Tasks
1) From the article on extended tent camping, list every feature it gives for canvas wall tents.
2) Resume the article on extended tent camping right after its final sentence.

Selected text
::::

A.  Extended Tent Camping
26 Jul 2010, Yahoo! Voices, by Carrie Hetu, Yahoo! Contributor Network
Pasted from: http://voices.yahoo.com/extended-tent-camping-6433286.html?cat=7

Considering Life on the Road in a Tent
While it may not be highly popular and certainly not highly publicized, there are those who choose a lifestyle involving extending tent camping. Basically a choice to live in some type of tent while either traveling or staying put in the tent on somebody’s land for an extended period of time. For some, it may be more of a forced option after foreclosure, eviction or job loss. Yet for others it is very much a conscious choice for whatever personal reasons they may have such as a desire for sustainable living or simply the pleasure of traveling and life on the road. Whatever the case is, there are several things to consider, especially if it will involve full time traveling.

Choice of tents will be something to devote a lot of thought on as most nylon tents are really not made to be living in and lack durability. Reinforcing the seams may help aide in a longer lasting tent. The attraction to nylon tents is that they are quite reasonable in price. They are also fairly easy and quick to set up. Rain tarps will also help tremendously in keeping the tent, you and your belongings dry in rainy weather. Of course size is always a consideration as well for it must be able to comfortably sleep the number of people who will be staying in it.

Canvas Wall tents while pricey may be the best choice if you can readily afford them. They are roomy, can have a wood stove fitting on them, extra ventilation windows and were made more durable for miners and hunting campers that typically stayed for lengthy periods of times in them. Of course you will also then have the added expense of purchasing a wood stove, as when traveling you are never sure if you may get caught on a few wintery or just plain cold nights.

::::

Material supplied
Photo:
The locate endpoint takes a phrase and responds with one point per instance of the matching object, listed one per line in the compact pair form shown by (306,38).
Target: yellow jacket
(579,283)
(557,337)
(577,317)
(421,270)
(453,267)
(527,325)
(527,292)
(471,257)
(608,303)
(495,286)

::::

Task results
1)
- Roomy
- Can have a wood stove fitting
- Extra ventilation windows
- Made more durable for miners and hunting campers who stayed in them for long periods

2)
If you have a car, then most likely you will need to purchase a pull behind trailer to store all your belongings, especially if you have several people in your group or family who will be coming. These typically can run from $300 to $700 for a good used one and again durability is a big consideration in purchasing one. An all metal one would most likely be your best option here as wooden ones can fall apart and will not last near as long. The length you would need would depend on how much you really need to take with you, depending on the number of people that will be with you. Make sure your vehicle will easily be able to haul it without due stress on the engine when going up and down really steep inclines. If you have a suitable Truck, a trailer may not be necessary then.

Of course money always must be a top consideration as money makes the world go round and you will need some. You will have to figure out how much you will need a month to cover camping fees, although there are places you can camp for free, you will most likely want some paid camping sites that offer showers, water and other amenities. You will need to consider how much you will need for gas, food, car insurance and perhaps other things like cell phone and mail service. On a low side it may run a family around $600 a month yet on a high side perhaps around $1500 depending on the quality of life you are looking for and the things you typically like to spend money on.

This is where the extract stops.